I must proof:
$\forall x : (x \in \operatorname{field}(R) \leftrightarrow [x]_R\neq \emptyset)$
(with $\operatorname{field}(R)=\operatorname{dom}(R) \cup \operatorname{cod}(R)$ and $R$ is symmetric relation (namely $R$ is symmetric relation over $\operatorname{field}(R)$) and $[x]_R:=\{z|(x,z)\in R\}$
Proof: \begin{align*} x \in \operatorname{field}(R) &\leftrightarrow x \in \operatorname{dom}(R) \cup \operatorname{cod}(R) \\ &\leftrightarrow x \in \operatorname{dom}(R) \vee x \in \operatorname{cod}(R) \\&\leftrightarrow \exists t:((x,t) \in R) \vee \exists s:((s,x) \in R) \\ &\leftrightarrow \exists t:((x,t) \in R) \vee \exists s:((x,s) \in R) \text{ (beacause is } R \text{ symmetric relation over } \operatorname{field}(R)) \\ &\leftrightarrow \exists t:(t \in [x]_R) \vee \exists s:(s \in [x]_R) \\ &\leftrightarrow [x]_R \neq \emptyset \vee [x]_R \neq \emptyset \\ &\leftrightarrow [x]_R \neq \emptyset \end{align*}
Is it correct?

(TASK DIRECTIONS): List each named operator that the post on symmetric relations above applies to R.

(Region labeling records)
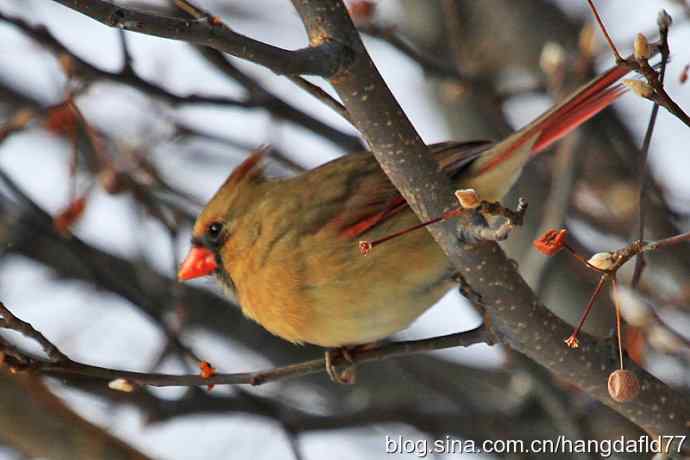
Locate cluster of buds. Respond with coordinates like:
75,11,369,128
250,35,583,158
534,229,640,402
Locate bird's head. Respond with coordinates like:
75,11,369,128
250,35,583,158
177,149,265,284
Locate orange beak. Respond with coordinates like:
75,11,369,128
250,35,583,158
177,246,218,281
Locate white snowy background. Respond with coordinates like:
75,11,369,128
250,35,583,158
0,0,690,460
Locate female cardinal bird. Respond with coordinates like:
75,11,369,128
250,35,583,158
178,65,628,380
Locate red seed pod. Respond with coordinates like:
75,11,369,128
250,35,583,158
532,229,568,256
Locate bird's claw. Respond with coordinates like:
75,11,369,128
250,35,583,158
324,347,357,385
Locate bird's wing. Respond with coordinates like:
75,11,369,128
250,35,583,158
320,141,493,239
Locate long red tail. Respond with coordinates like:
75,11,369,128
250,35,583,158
476,64,630,175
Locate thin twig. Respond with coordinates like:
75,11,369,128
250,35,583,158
630,14,669,288
0,314,492,386
288,76,352,124
587,0,623,62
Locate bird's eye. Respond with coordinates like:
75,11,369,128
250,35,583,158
208,222,223,243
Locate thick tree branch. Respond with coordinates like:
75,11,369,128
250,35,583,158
48,0,351,77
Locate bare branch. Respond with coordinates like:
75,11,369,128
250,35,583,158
53,0,351,78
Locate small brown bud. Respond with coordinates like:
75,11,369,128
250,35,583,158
587,252,616,270
623,80,654,99
563,334,580,348
656,10,673,30
609,369,640,402
108,379,134,393
633,33,651,61
539,42,565,75
578,22,596,57
199,361,216,391
455,188,481,209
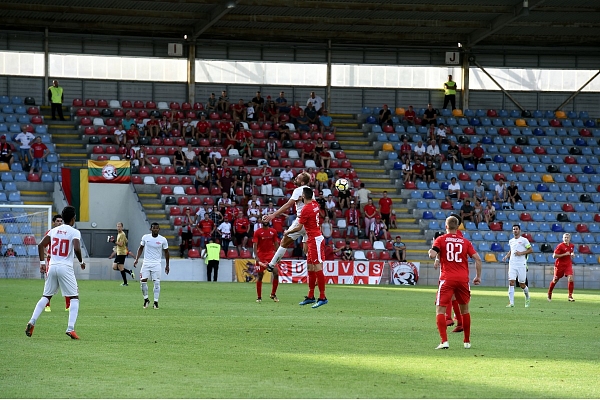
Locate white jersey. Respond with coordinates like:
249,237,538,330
47,224,81,267
140,233,169,268
508,236,531,267
292,185,308,216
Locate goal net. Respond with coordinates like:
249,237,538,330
0,204,52,278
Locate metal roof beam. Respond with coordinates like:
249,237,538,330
466,0,546,48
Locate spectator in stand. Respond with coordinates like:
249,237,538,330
217,90,230,112
306,92,325,114
421,103,437,126
363,199,378,237
369,214,390,247
135,145,154,167
15,125,35,169
494,179,506,203
413,140,427,163
183,144,199,168
198,213,216,248
379,191,393,230
260,164,273,196
144,115,160,138
392,236,406,262
413,160,425,182
483,200,496,225
319,109,337,135
0,135,13,169
402,106,417,129
112,125,127,146
29,136,50,174
125,125,140,145
425,160,437,185
446,177,460,201
473,179,487,203
460,143,473,167
473,142,485,168
279,165,294,183
194,165,210,192
377,104,392,127
204,93,218,112
506,181,521,210
275,92,290,114
460,199,475,227
233,213,250,253
252,92,265,114
400,138,413,163
158,115,173,137
446,140,462,167
300,139,317,162
333,240,354,261
208,147,223,167
402,158,415,183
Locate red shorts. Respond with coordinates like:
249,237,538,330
554,265,573,279
435,281,471,306
306,235,325,265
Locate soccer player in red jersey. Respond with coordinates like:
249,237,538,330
548,233,575,301
252,221,279,303
429,217,481,350
286,187,328,308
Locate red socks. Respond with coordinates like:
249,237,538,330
315,270,327,300
452,300,462,326
308,271,317,299
435,314,448,342
462,313,471,343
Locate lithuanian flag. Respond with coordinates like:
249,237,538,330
88,160,131,183
61,168,90,221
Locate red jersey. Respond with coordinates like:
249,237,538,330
298,200,322,238
554,242,575,268
31,143,48,158
379,197,392,214
233,217,250,233
431,233,477,282
252,227,279,262
198,219,215,236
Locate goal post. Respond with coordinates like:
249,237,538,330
0,204,52,279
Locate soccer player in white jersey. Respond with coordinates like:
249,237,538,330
263,172,310,272
133,222,169,309
502,224,533,307
25,206,85,339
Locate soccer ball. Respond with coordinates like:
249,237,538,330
335,178,350,192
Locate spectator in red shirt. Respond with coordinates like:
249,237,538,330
29,136,50,174
379,191,393,230
402,106,417,129
460,143,473,167
233,213,250,253
473,142,485,168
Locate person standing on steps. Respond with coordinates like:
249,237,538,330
48,80,65,121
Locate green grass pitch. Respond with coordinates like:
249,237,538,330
0,279,600,398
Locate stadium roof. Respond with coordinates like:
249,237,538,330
0,0,600,51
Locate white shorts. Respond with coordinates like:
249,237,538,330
44,264,79,297
508,265,527,283
288,218,308,243
140,265,162,282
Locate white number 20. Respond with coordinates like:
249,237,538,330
446,242,462,262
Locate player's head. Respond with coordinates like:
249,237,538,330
52,214,62,228
446,216,459,233
61,206,75,226
513,224,521,238
150,222,160,237
302,188,313,203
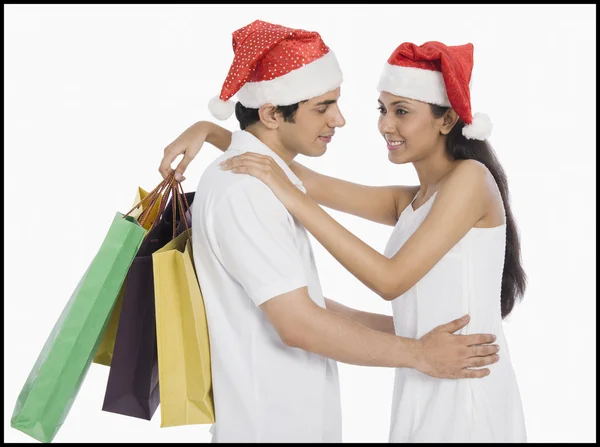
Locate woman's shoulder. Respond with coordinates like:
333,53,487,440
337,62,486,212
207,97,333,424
441,159,504,226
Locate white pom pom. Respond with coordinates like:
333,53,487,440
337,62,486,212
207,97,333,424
463,113,492,140
208,96,235,121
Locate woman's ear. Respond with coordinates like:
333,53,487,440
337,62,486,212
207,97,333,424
440,108,459,135
258,104,279,129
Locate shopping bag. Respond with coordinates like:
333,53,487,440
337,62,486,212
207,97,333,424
152,230,215,427
102,192,195,420
10,179,170,442
10,213,146,442
94,186,162,366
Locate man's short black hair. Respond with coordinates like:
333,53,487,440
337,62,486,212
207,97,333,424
235,101,306,130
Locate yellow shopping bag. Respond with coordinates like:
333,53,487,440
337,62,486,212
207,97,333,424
152,229,215,427
94,186,163,366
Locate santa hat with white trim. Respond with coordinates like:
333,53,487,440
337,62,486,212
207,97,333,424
208,20,342,120
377,42,492,140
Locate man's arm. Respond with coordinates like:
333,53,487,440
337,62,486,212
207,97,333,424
159,121,419,226
325,298,395,334
261,287,497,378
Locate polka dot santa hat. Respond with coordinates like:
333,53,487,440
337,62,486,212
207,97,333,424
208,20,342,120
377,42,492,140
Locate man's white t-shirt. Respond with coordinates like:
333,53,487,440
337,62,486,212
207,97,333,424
192,131,342,442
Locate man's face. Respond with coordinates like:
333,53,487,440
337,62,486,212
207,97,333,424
278,87,346,157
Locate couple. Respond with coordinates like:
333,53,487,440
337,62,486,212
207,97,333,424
159,21,526,442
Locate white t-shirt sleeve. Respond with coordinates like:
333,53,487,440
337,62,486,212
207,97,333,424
213,178,308,306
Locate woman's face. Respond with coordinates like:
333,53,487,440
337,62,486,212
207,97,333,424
378,92,444,164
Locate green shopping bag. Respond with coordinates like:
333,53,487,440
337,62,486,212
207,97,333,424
10,177,171,442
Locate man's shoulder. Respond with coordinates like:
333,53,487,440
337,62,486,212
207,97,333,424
198,166,287,217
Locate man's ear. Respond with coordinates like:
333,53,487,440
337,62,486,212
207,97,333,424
258,104,280,129
440,108,459,135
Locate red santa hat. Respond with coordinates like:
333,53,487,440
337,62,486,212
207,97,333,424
208,20,342,120
377,42,492,140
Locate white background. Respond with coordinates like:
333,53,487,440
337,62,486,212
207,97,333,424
4,5,596,442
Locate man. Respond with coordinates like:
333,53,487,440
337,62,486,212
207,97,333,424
161,21,496,442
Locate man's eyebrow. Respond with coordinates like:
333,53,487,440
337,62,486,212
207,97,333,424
315,99,337,107
377,99,411,106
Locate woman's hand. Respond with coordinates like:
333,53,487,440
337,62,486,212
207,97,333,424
221,152,302,212
158,121,209,182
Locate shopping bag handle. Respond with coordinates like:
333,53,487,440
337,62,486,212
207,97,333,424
123,172,175,225
134,173,190,239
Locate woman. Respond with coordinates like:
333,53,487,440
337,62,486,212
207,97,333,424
158,42,526,442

(CORRECT OUTPUT): field, dom, cod